◆ Given request: Quote the lines below exactly, from the one that holds "the black soft" through the final line of the records, and only those.

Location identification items
────────────────────────────────────────
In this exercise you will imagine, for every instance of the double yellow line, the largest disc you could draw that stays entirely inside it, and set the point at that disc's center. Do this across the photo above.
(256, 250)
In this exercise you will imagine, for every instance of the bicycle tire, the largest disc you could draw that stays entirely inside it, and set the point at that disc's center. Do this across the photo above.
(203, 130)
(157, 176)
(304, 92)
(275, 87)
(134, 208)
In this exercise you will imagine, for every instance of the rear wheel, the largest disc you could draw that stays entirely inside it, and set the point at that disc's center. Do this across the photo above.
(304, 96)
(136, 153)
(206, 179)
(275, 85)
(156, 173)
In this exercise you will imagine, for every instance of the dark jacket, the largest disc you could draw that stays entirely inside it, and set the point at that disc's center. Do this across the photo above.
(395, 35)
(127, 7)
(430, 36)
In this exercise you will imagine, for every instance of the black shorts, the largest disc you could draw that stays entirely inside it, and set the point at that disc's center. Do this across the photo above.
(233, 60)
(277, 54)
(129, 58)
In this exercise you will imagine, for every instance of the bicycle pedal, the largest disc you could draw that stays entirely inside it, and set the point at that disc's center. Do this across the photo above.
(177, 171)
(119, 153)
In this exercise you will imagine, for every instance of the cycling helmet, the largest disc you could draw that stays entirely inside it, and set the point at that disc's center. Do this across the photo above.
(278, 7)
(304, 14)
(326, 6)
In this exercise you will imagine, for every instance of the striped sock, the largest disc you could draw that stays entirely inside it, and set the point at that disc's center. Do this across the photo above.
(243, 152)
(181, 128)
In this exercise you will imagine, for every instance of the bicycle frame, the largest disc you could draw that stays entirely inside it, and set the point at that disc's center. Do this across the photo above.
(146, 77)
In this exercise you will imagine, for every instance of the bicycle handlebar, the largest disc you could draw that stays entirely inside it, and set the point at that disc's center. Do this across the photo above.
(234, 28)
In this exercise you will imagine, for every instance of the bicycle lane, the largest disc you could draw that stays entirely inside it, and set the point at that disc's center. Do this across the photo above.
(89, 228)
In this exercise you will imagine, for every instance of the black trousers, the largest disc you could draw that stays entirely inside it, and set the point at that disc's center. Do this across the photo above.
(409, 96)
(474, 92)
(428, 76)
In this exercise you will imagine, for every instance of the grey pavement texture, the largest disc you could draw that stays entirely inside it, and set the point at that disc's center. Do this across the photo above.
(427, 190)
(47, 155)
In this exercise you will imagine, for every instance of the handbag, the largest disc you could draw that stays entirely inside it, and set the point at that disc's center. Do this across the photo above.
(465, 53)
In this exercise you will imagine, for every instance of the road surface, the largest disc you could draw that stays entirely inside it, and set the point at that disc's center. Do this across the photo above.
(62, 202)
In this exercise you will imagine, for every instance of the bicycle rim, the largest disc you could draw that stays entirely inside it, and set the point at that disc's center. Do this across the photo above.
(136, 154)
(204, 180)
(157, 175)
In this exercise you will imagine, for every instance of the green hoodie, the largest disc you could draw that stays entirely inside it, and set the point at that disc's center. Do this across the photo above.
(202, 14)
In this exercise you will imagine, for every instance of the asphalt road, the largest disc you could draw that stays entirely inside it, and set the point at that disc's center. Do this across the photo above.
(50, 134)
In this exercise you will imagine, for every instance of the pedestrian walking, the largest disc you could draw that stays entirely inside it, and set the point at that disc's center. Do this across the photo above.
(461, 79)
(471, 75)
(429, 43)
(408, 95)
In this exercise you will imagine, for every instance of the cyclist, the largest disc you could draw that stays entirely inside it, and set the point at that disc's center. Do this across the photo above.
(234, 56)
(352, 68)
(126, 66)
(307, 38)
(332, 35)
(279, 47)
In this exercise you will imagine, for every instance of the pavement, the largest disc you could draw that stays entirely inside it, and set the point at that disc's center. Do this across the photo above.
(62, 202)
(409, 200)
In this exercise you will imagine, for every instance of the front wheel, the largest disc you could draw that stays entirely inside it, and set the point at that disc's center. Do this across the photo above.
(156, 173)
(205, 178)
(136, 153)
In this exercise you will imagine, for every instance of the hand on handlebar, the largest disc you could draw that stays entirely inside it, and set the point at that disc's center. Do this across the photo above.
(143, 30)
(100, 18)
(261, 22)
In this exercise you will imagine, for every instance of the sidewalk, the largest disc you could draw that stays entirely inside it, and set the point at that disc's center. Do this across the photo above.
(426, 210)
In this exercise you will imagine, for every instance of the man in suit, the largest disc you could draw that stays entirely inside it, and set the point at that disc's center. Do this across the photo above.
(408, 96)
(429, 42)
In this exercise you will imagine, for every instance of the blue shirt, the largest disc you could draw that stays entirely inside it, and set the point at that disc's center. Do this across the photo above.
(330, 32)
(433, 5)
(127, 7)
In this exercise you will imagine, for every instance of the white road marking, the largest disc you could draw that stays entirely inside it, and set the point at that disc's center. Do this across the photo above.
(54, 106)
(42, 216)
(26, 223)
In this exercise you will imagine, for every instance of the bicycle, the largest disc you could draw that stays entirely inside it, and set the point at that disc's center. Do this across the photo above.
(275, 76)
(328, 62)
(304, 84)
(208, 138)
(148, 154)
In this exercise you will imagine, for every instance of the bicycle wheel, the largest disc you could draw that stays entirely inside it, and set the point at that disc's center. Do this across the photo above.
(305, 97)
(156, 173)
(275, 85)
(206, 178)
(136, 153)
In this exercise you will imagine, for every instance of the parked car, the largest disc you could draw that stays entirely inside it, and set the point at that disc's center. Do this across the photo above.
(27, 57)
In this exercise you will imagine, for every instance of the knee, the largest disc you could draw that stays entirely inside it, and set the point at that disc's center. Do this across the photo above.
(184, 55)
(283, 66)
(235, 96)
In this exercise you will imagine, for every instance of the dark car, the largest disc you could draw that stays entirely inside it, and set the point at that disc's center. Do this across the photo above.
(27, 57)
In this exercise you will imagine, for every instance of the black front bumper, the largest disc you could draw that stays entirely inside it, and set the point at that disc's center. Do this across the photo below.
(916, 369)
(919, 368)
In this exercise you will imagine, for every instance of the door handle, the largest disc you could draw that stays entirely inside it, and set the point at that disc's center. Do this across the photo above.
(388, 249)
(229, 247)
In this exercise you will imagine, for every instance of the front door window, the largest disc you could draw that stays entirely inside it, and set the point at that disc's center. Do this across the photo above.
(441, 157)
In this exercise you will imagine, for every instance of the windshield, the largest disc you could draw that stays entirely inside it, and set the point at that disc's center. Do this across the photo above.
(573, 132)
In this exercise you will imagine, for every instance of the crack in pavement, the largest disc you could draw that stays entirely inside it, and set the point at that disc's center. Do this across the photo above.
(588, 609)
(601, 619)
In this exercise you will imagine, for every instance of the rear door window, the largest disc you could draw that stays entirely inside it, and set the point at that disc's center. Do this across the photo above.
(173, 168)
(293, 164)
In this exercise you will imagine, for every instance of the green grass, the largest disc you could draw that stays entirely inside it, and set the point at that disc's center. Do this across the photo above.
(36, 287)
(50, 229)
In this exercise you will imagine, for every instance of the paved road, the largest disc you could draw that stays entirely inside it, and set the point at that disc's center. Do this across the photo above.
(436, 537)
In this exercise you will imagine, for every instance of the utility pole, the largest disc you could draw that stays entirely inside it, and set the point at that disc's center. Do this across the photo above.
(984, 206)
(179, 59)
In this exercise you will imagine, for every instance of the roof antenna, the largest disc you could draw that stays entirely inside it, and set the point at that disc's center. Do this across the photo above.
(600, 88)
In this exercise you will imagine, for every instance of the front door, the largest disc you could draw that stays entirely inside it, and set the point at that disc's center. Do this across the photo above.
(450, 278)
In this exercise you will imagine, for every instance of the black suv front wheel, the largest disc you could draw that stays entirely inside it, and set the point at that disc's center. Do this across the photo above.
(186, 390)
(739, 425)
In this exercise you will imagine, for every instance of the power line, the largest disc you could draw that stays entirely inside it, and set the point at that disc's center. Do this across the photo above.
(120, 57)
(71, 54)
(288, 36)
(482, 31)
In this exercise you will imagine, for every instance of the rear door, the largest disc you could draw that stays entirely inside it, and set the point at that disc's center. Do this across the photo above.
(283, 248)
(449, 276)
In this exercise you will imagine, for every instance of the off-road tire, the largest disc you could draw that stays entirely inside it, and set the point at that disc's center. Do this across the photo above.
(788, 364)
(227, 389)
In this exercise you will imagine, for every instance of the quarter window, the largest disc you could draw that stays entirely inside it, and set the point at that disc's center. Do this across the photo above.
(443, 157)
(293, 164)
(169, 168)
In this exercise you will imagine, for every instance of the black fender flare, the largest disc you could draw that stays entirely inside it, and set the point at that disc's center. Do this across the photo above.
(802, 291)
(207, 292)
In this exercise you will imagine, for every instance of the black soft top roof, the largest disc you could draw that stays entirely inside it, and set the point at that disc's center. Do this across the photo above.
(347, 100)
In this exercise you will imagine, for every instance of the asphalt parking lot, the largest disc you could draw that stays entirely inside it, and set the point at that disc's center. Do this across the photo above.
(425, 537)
────────────────────────────────────────
◆ Output below:
In this exercise you will imagine, for every instance of the black soft top roof, the largest disc you could draw that stays entirely inside it, and set the point at that disc's center. Do this across the photo above.
(347, 100)
In this exercise you will imagine, for every instance of the asphalt parking lot, the largest disc you could draw that stays entirely inside it, and set the point at that disc's center. Do this across the photo above.
(425, 537)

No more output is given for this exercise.